- [Lista de atividades]:
1/ Responda, com base no texto sobre os médicos e a NRA:
(a) De que universidade é a cirurgiã Stephanie Bonne?
(b) Que idade tem David Morris, segundo a BBC?
(c) Quantas vezes foram partilhadas as histórias pessoais e as fotografias que chegaram ao público?
2/ Transcreva sem alterações um trecho do texto sobre os médicos e a NRA: comece nas palavras "Stephanie Bonne, cirurgiã" e termine depois de "is a selfie.".
3/ Enumere todas as organizações e instituições designadas pelo nome nos parágrafos em português do texto sobre os médicos e a NRA, excluindo pessoas e países.

- [Texto para análise]:
-----

Em resposta ao tweet da NRA, os médicos publicaram imagens que podem ferir os mais sensíveis, mas que mostram algo que faz parte do seu dia-a-dia. Nas fotografias, os profissionais mostram como cuidam dos seus pacientes vítimas de tiroteios e, através de mensagens de vídeo, falam sobre qual é o impacto que as armas têm no seu trabalho.
Stephanie Bonne, cirurgiã geral, da Universidade de Medicina de New Jersey, foi uma das primeiras médicas a responder ao tweet da NRA, contando a sua experiência profissional.
É muito trágico o que vemos todos os dias; termos de falar com as famílias vezes sem conta é sempre uma tragédia. E nunca se torna mais fácil. Nunca se fica indiferente ao que se passa”, afirmou Stephanie Bonne.
A cirurgiã diz que há uma intimidade intrínseca entre as vítimas e quem cuida delas com as próprias mãos. Por isso, defende que os médicos estão numa posição excecional para estudar estes problemas e para aplicar os princípios de saúde pública para os resolver. Além de Stephanie, vários foram os médicos que responderam à NRA com fotografias, de forma rápida e furiosa. As imagens acabaram por se tornar virais, como foi o caso de Dave Morris, outro cirurgião:
Can’t post a patient photo…. so this is a selfie.
This is what it looks like to #stayinmylane. @NRA @JosephSakran pic.twitter.com/bVPtXH9oXn
— Dave Morris (@traumadmo) November 10, 2018
Segundo a BBC, David Morris, de 42 anos, disse: “a menos que tenhas tido o coração de alguém a bater nas tuas mãos, não podes dizer-nos o que é ou não da nossa conta”. O cirurgião explicou ainda que as pessoas precisam de ver a realidade com a qual eles lidam todos os dias; uma realidade na qual, muitas vezes, ficam presos com os velhos argumentos filosóficos sobre violência armada.
Este é o espaço de um médico. Nós é que pertencemos a este espaço, por isso este assunto é exatamente da nossa conta”, afirma Stephanie.
As histórias pessoais e as diversas fotografias sangrentas que chegaram ao público foram partilhadas centenas de vezes, fomentando mais uma vez o debate sobre a realidade de violência armada em que os EUA vivem.

-----

- [Dados apresentados]:
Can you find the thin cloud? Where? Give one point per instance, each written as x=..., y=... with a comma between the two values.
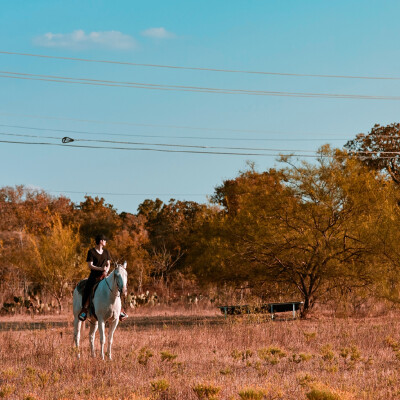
x=158, y=33
x=80, y=40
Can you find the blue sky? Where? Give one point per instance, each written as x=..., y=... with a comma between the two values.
x=357, y=38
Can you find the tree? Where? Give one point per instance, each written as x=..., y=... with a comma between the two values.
x=95, y=217
x=301, y=229
x=379, y=149
x=54, y=259
x=129, y=244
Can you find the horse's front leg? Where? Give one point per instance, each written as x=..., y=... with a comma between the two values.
x=102, y=328
x=111, y=330
x=77, y=335
x=92, y=334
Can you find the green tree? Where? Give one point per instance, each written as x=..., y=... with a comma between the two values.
x=379, y=149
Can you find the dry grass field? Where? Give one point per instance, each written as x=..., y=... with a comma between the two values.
x=243, y=358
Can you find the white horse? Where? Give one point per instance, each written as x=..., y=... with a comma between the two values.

-----

- [Resultados esperados]:
1/
(a) Da Universidade de Medicina de New Jersey.
(b) 42 anos.
(c) Centenas de vezes.

2/
Stephanie Bonne, cirurgiã geral, da Universidade de Medicina de New Jersey, foi uma das primeiras médicas a responder ao tweet da NRA, contando a sua experiência profissional.
É muito trágico o que vemos todos os dias; termos de falar com as famílias vezes sem conta é sempre uma tragédia. E nunca se torna mais fácil. Nunca se fica indiferente ao que se passa”, afirmou Stephanie Bonne.
A cirurgiã diz que há uma intimidade intrínseca entre as vítimas e quem cuida delas com as próprias mãos. Por isso, defende que os médicos estão numa posição excecional para estudar estes problemas e para aplicar os princípios de saúde pública para os resolver. Além de Stephanie, vários foram os médicos que responderam à NRA com fotografias, de forma rápida e furiosa. As imagens acabaram por se tornar virais, como foi o caso de Dave Morris, outro cirurgião:
Can’t post a patient photo…. so this is a selfie.

3/
NRA
Universidade de Medicina de New Jersey
BBC